Put the rows below into a two-column CSV with the columns "prompt" and "answer," one line per row. Place each row's text and its answer in single quoted fields, replace line breaks with spaces, and leave the pictures out.

──────── Dataset rows ────────

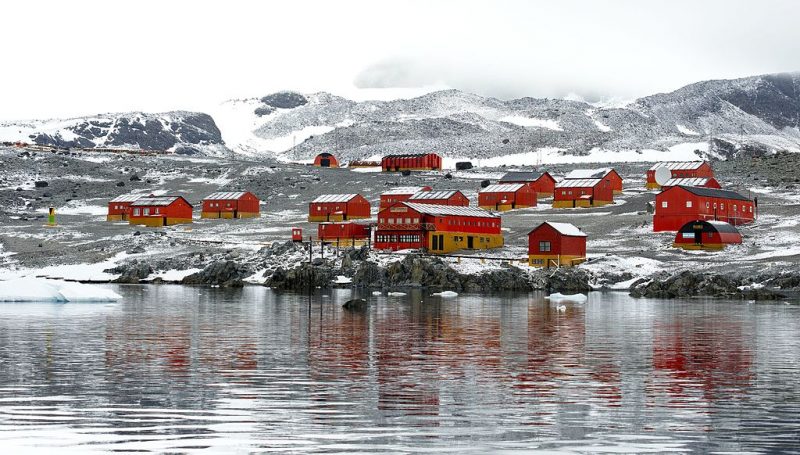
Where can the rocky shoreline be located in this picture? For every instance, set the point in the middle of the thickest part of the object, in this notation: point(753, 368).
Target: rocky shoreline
point(357, 269)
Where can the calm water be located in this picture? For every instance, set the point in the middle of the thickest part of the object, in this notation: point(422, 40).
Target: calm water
point(176, 369)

────────

Answer to the exercise ::
prompt,answer
"Where can the rocky shoreline be located in this picture? For every instance, set the point in the middle of the thickest part of the object, in this notation: point(753, 368). Target: rocky shoreline","point(357, 269)"
"Where can the calm water be located in this picture? For every instance, set the point in the middle of the thickest part of the object, in this notation: point(422, 40). Target: calm water","point(176, 369)"